• _Goal of the exercise_
Convert every line of the rows below into a Markdown table with two columns, Number and Content, numbering the lines in order and skipping blank ones. Leave the pictures out of the table.

────────

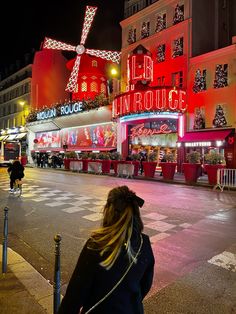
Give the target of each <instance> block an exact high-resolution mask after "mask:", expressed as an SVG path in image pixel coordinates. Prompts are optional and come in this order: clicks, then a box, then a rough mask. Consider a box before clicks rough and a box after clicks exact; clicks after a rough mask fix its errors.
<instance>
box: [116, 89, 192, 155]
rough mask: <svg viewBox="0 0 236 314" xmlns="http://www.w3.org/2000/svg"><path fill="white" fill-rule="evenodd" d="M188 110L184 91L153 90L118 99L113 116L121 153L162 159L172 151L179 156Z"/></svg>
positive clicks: (147, 90) (134, 93)
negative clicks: (150, 156) (177, 152)
mask: <svg viewBox="0 0 236 314" xmlns="http://www.w3.org/2000/svg"><path fill="white" fill-rule="evenodd" d="M185 110H186V103H185V92H184V91H182V90H180V89H178V90H177V89H173V88H167V87H166V88H154V87H153V88H149V89H147V90H144V91H140V90H139V91H131V92H127V93H124V94H122V95H119V96H117V97H116V98H115V100H114V101H113V111H112V113H113V119H116V121H117V123H118V150H119V151H121V152H122V155H123V156H124V157H125V156H127V155H129V154H134V153H135V154H140V153H143V154H149V153H151V152H153V151H155V152H157V154H158V159H159V160H161V159H162V157H163V155H165V154H167V153H169V152H171V153H173V154H174V155H175V156H176V155H177V140H178V137H179V136H183V134H184V133H183V132H184V112H185ZM176 157H177V156H176Z"/></svg>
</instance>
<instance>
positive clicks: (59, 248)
mask: <svg viewBox="0 0 236 314" xmlns="http://www.w3.org/2000/svg"><path fill="white" fill-rule="evenodd" d="M54 241H55V269H54V283H53V314H57V312H58V309H59V306H60V302H61V291H60V288H61V272H60V267H61V265H60V264H61V263H60V242H61V236H60V235H59V234H57V235H55V237H54Z"/></svg>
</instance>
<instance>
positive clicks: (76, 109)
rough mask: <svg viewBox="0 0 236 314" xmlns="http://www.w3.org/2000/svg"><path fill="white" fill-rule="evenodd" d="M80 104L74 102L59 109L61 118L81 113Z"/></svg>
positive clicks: (79, 102) (62, 106)
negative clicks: (65, 116) (63, 116)
mask: <svg viewBox="0 0 236 314" xmlns="http://www.w3.org/2000/svg"><path fill="white" fill-rule="evenodd" d="M82 110H83V109H82V102H76V103H74V104H69V105H65V106H62V107H61V116H64V115H68V114H72V113H77V112H79V111H82Z"/></svg>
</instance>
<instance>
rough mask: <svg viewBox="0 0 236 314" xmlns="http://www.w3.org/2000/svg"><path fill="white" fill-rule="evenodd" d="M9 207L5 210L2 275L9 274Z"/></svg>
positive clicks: (5, 207) (2, 258)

────────

• _Result of this task_
| Number | Content |
|---|---|
| 1 | Give the target of each <instance> block an exact high-resolution mask after "mask:", expressed as an SVG path in image pixel coordinates. Prompts are optional and come in this order: clicks, then a box, then a rough mask. Consider a box before clicks rough and a box after clicks exact; clicks after a rough mask fix its errors. |
| 2 | <instance> |
| 3 | box: [116, 89, 192, 155] |
| 4 | rough mask: <svg viewBox="0 0 236 314" xmlns="http://www.w3.org/2000/svg"><path fill="white" fill-rule="evenodd" d="M188 110L184 91L153 90L118 99L113 116L121 153L162 159L172 151L179 156Z"/></svg> |
| 5 | positive clicks: (147, 90) (134, 93) |
| 6 | negative clicks: (150, 156) (177, 152) |
| 7 | mask: <svg viewBox="0 0 236 314" xmlns="http://www.w3.org/2000/svg"><path fill="white" fill-rule="evenodd" d="M185 110H186V103H185V92H184V91H182V90H180V89H178V90H177V89H173V88H167V87H166V88H154V87H153V88H149V89H147V90H144V91H140V90H139V91H131V92H127V93H124V94H122V95H119V96H117V97H116V98H115V100H114V101H113V111H112V113H113V119H116V121H117V123H118V150H119V151H121V152H122V155H123V156H124V157H125V156H127V155H129V154H134V153H135V154H140V153H143V154H149V153H151V152H153V151H155V152H157V154H158V159H159V160H161V159H162V157H163V155H165V154H167V153H169V152H171V153H173V154H174V155H175V156H176V155H177V140H178V137H179V136H183V134H184V133H183V132H184V112H185ZM176 157H177V156H176Z"/></svg> |
| 8 | </instance> |
| 9 | <instance> |
| 10 | positive clicks: (59, 248) |
| 11 | mask: <svg viewBox="0 0 236 314" xmlns="http://www.w3.org/2000/svg"><path fill="white" fill-rule="evenodd" d="M54 241H55V269H54V283H53V314H57V312H58V309H59V306H60V302H61V291H60V288H61V272H60V267H61V265H60V264H61V263H60V242H61V236H60V235H59V234H57V235H55V237H54Z"/></svg> |
| 12 | </instance> |
| 13 | <instance> |
| 14 | positive clicks: (76, 109) |
| 15 | rough mask: <svg viewBox="0 0 236 314" xmlns="http://www.w3.org/2000/svg"><path fill="white" fill-rule="evenodd" d="M80 104L74 102L59 109L61 118L81 113Z"/></svg> |
| 16 | positive clicks: (79, 102) (62, 106) |
| 17 | negative clicks: (65, 116) (63, 116) |
| 18 | mask: <svg viewBox="0 0 236 314" xmlns="http://www.w3.org/2000/svg"><path fill="white" fill-rule="evenodd" d="M82 110H83V109H82V102H76V103H74V104H69V105H65V106H62V107H61V116H64V115H68V114H72V113H77V112H79V111H82Z"/></svg> |
| 19 | </instance> |
| 20 | <instance> |
| 21 | rough mask: <svg viewBox="0 0 236 314" xmlns="http://www.w3.org/2000/svg"><path fill="white" fill-rule="evenodd" d="M9 207L5 210L2 275L9 274Z"/></svg> |
| 22 | positive clicks: (5, 207) (2, 258) |